Data items:
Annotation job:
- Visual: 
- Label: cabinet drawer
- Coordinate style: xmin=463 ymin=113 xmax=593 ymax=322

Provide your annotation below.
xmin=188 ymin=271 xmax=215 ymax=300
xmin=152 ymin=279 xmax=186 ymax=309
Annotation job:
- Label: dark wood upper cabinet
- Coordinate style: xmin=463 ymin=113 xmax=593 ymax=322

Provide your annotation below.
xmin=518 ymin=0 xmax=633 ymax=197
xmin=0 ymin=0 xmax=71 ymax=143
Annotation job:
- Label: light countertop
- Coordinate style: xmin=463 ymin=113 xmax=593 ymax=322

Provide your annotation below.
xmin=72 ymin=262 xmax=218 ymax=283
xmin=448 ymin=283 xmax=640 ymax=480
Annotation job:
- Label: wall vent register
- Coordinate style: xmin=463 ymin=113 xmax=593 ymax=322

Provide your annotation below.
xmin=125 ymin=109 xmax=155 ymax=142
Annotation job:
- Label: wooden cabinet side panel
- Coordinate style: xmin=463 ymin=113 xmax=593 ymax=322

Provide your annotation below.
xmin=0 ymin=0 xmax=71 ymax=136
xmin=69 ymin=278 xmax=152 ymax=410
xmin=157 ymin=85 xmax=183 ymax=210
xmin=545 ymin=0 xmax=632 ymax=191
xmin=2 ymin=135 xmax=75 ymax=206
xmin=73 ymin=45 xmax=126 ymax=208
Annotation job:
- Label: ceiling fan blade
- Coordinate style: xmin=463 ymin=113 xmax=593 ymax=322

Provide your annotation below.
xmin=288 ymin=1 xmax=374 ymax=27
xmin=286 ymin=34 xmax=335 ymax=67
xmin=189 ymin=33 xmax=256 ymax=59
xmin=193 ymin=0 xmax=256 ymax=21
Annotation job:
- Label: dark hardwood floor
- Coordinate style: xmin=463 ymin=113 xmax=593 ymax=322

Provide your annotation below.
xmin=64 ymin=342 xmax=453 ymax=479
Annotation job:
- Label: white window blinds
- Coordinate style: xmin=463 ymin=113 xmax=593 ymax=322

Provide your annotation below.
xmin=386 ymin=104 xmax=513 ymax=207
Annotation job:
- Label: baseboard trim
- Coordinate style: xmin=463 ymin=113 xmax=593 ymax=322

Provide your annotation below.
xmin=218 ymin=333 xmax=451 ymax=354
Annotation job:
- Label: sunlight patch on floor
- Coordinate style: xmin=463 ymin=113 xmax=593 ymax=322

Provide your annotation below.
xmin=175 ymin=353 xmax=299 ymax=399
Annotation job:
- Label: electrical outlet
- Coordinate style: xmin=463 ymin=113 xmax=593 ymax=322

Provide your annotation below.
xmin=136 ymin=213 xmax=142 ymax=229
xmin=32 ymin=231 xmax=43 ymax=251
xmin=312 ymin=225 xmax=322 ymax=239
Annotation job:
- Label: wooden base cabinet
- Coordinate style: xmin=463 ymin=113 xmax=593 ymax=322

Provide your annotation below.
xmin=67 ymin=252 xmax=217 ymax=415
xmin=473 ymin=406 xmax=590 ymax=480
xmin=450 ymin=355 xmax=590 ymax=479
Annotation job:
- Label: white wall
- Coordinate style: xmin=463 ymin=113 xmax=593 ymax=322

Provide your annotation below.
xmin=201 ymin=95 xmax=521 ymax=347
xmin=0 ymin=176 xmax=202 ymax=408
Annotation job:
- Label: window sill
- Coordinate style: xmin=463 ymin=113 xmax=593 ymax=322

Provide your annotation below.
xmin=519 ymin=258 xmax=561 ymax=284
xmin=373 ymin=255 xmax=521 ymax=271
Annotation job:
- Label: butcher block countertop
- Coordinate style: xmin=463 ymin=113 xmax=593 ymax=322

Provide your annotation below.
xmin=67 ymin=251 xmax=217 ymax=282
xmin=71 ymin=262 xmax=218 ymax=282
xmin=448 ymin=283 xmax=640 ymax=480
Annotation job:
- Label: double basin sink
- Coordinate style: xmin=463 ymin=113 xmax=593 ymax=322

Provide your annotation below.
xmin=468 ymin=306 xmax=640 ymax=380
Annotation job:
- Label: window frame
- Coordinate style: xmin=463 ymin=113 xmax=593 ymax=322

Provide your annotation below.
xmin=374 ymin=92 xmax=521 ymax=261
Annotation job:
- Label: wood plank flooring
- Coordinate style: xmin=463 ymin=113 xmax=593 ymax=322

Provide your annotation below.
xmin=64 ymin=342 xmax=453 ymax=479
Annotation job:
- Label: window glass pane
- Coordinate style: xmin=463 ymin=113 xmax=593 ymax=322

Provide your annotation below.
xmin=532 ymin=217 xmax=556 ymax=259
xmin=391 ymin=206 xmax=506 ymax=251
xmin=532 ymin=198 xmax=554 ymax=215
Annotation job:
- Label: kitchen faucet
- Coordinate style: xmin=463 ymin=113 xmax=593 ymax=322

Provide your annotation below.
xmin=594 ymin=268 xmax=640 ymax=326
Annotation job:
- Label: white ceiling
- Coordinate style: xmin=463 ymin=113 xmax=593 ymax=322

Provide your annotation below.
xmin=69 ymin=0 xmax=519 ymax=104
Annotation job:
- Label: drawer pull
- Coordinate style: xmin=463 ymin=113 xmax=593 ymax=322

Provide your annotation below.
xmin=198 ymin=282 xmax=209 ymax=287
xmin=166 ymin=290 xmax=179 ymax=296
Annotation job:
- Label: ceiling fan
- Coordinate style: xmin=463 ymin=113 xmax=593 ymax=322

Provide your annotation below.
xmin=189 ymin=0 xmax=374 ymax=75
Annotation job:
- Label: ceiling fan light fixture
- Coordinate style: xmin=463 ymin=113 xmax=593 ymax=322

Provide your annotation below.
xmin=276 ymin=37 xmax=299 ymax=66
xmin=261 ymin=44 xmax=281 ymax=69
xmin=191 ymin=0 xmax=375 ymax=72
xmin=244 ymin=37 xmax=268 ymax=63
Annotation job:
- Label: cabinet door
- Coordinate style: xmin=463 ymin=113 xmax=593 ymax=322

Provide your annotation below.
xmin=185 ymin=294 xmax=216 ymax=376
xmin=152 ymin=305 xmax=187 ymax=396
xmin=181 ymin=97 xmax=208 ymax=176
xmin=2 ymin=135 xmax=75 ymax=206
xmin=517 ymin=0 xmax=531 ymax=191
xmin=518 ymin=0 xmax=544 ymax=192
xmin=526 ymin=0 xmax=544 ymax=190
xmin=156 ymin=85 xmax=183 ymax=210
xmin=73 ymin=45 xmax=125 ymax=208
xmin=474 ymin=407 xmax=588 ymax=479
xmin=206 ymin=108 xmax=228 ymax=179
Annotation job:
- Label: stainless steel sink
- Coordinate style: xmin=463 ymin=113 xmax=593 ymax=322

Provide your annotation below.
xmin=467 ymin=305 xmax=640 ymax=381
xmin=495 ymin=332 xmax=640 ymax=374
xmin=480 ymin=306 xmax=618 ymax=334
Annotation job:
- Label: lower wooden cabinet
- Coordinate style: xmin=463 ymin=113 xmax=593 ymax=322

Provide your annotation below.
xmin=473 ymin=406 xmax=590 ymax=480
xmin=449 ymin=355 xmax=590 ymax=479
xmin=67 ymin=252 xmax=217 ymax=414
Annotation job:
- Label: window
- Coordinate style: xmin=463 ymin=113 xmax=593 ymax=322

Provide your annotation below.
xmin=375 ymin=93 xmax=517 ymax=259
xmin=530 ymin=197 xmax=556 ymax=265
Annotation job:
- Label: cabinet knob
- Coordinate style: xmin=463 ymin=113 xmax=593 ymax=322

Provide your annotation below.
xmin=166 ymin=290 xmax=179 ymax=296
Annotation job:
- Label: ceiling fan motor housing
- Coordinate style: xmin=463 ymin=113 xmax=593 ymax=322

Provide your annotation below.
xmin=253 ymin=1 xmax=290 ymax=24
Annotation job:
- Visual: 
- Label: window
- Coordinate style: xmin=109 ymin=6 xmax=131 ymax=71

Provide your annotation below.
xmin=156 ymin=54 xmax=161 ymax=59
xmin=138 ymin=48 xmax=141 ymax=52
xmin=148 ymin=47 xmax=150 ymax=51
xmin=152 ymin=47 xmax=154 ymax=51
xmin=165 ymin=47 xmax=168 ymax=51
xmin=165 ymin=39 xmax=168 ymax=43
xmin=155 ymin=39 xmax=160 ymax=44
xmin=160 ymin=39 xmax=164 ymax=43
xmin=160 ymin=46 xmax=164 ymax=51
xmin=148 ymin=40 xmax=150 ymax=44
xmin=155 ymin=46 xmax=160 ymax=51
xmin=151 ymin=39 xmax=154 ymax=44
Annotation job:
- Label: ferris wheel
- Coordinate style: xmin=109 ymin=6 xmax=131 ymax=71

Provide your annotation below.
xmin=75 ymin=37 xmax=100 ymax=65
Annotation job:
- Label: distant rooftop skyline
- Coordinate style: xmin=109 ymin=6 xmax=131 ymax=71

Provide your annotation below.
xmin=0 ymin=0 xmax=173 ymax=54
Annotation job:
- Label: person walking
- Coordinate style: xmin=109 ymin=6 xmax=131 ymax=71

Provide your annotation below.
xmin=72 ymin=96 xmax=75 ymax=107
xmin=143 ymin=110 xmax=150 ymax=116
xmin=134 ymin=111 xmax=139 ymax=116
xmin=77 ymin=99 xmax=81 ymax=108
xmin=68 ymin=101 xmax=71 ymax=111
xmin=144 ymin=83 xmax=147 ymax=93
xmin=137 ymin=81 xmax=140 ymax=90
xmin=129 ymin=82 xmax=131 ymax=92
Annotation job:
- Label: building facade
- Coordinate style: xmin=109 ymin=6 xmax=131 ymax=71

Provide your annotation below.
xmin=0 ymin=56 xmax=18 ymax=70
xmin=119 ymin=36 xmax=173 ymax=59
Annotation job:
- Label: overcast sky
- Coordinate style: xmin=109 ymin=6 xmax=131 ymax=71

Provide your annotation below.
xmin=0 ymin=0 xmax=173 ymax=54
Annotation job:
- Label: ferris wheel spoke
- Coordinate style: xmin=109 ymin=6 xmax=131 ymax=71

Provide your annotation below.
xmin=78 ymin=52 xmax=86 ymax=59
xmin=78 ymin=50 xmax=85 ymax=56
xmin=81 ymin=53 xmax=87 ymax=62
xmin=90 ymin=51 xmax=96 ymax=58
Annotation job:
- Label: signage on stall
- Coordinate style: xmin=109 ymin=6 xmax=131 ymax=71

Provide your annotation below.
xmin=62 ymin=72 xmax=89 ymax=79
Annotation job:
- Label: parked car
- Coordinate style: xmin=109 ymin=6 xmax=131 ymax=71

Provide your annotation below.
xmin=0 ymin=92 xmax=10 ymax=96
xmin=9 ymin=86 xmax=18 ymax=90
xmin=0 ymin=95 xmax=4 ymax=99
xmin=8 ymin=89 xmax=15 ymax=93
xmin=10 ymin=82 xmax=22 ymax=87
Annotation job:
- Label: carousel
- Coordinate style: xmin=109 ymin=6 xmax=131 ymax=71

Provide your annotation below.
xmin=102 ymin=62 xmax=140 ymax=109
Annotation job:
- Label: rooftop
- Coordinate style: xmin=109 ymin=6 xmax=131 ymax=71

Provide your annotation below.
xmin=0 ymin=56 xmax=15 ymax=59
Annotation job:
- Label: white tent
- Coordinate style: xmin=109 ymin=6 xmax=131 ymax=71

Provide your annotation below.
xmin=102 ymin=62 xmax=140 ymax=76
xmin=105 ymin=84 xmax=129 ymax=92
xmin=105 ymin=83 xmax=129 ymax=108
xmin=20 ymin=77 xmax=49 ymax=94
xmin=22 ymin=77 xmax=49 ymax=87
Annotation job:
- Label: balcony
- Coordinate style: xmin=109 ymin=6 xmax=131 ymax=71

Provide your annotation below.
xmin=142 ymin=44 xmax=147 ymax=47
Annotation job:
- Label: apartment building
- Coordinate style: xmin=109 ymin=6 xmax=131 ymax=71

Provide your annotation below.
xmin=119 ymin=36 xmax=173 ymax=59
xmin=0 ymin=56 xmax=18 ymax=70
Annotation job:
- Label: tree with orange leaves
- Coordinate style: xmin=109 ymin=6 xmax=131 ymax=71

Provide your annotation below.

▸ **Task description**
Retype only the stretch of lines above starting at the one with "- Label: overcast sky" and stopping at the one with "- Label: parked car", exactly as written, with both kept.

▸ **Expected answer**
- Label: overcast sky
- Coordinate style: xmin=109 ymin=6 xmax=131 ymax=71

Provide your annotation below.
xmin=0 ymin=0 xmax=173 ymax=54
Annotation job:
- Label: ferris wheel spoke
- Coordinate style: xmin=109 ymin=6 xmax=131 ymax=71

Provide your annotation below.
xmin=78 ymin=52 xmax=86 ymax=59
xmin=78 ymin=50 xmax=85 ymax=56
xmin=81 ymin=53 xmax=87 ymax=62
xmin=90 ymin=51 xmax=96 ymax=58
Annotation job:
- Label: signage on stall
- Coordinate style: xmin=109 ymin=6 xmax=131 ymax=71

Provide your annotation below.
xmin=62 ymin=72 xmax=89 ymax=79
Annotation job:
- Label: parked car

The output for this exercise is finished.